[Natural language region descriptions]
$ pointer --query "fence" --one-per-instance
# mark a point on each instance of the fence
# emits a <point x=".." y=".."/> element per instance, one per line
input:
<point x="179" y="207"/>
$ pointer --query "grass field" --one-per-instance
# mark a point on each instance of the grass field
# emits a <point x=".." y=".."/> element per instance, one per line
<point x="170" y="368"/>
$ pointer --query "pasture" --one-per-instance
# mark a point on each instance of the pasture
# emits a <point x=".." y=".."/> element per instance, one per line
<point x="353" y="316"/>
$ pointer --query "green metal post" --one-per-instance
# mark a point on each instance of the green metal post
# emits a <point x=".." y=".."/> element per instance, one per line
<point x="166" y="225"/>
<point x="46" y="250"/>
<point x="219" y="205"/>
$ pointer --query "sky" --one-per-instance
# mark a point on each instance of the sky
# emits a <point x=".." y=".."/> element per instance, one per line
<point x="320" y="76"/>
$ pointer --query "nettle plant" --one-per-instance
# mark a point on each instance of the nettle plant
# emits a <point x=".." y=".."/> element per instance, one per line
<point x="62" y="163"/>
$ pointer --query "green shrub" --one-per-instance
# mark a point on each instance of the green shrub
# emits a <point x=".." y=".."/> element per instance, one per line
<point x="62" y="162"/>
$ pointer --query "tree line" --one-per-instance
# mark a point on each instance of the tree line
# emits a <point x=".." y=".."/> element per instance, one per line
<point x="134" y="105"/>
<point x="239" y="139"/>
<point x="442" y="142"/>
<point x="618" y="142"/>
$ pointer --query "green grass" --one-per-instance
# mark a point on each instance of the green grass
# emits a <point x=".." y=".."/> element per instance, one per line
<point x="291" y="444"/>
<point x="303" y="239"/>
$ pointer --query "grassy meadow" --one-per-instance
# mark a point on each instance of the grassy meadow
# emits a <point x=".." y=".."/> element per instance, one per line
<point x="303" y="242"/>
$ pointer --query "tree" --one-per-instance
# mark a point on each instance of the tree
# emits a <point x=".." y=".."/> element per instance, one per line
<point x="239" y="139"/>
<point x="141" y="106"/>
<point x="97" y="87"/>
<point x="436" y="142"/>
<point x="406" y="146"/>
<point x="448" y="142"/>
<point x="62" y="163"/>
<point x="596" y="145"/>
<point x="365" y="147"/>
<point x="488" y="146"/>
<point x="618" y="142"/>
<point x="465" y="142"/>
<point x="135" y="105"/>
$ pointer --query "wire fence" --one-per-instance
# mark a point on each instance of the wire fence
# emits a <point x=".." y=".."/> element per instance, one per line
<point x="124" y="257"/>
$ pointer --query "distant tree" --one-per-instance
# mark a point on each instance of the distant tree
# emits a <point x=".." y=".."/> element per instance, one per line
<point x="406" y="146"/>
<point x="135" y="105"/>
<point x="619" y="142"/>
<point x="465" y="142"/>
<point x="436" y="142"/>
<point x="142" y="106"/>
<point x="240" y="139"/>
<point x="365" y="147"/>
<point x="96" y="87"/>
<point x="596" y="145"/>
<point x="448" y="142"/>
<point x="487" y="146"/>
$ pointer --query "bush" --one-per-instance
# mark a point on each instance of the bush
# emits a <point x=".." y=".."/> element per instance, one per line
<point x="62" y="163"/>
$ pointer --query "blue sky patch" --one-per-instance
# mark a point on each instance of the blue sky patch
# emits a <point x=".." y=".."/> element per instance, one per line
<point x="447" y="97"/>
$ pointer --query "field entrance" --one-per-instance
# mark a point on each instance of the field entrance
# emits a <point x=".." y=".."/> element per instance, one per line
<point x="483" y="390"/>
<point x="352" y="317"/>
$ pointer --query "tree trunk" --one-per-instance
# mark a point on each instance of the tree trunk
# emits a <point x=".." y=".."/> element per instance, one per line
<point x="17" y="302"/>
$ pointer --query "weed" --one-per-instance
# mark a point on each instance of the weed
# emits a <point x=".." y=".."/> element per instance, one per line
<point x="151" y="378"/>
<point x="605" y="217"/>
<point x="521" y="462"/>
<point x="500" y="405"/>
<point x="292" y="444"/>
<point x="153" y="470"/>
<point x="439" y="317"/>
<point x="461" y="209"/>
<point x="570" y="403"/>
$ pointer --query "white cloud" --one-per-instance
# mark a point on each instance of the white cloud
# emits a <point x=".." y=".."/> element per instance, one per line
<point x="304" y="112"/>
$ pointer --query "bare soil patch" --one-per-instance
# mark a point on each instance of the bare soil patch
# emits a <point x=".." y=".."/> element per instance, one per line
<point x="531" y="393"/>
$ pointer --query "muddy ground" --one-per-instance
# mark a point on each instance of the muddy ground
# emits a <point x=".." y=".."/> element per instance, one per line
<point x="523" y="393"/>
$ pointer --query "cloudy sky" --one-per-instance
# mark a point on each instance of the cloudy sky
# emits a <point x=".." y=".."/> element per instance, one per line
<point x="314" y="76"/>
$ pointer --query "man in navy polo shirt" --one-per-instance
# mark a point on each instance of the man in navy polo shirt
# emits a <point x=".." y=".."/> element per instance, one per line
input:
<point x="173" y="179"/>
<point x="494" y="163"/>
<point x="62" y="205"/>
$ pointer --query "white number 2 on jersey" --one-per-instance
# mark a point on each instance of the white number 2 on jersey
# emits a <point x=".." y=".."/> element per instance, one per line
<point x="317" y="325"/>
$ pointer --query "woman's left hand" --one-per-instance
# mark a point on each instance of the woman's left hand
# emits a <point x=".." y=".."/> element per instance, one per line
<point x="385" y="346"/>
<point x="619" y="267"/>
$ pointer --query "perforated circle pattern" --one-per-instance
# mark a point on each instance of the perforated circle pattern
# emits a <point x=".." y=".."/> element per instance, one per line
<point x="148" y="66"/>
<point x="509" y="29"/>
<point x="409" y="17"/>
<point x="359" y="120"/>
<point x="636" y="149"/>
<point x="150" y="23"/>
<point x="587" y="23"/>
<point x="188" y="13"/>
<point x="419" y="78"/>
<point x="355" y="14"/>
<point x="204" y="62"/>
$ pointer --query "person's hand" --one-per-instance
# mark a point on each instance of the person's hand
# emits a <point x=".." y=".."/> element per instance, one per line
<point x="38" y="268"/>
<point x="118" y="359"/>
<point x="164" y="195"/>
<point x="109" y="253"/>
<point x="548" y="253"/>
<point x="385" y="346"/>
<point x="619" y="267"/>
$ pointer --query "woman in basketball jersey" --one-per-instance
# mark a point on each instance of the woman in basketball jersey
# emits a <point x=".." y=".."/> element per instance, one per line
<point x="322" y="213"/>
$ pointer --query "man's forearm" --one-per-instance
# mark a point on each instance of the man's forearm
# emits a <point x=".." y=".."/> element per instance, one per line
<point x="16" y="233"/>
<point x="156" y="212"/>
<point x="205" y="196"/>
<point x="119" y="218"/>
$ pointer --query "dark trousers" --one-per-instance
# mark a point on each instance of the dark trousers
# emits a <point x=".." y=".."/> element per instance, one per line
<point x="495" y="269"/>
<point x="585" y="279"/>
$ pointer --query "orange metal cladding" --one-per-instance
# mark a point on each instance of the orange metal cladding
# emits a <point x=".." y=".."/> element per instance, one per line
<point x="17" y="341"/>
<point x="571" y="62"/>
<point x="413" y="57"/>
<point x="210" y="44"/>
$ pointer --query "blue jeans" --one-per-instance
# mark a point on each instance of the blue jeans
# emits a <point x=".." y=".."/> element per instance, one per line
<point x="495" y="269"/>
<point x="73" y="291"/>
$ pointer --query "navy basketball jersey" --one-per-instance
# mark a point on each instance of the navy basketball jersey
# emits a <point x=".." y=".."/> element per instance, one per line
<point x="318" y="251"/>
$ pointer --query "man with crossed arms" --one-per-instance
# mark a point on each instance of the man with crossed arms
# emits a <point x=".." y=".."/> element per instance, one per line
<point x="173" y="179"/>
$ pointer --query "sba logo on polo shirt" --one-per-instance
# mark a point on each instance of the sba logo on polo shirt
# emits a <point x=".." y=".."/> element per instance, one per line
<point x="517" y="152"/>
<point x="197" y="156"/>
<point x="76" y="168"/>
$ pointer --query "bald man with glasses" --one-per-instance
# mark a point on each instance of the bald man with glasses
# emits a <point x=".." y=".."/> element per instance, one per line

» **TASK TO CARRY OUT**: Your answer must be every line from the entries that contains the string "left", copied as it stands.

» **PROBLEM SOLUTION**:
$ pointer --query "woman's left hand" --one-per-instance
# mark a point on each instance of the woman's left hand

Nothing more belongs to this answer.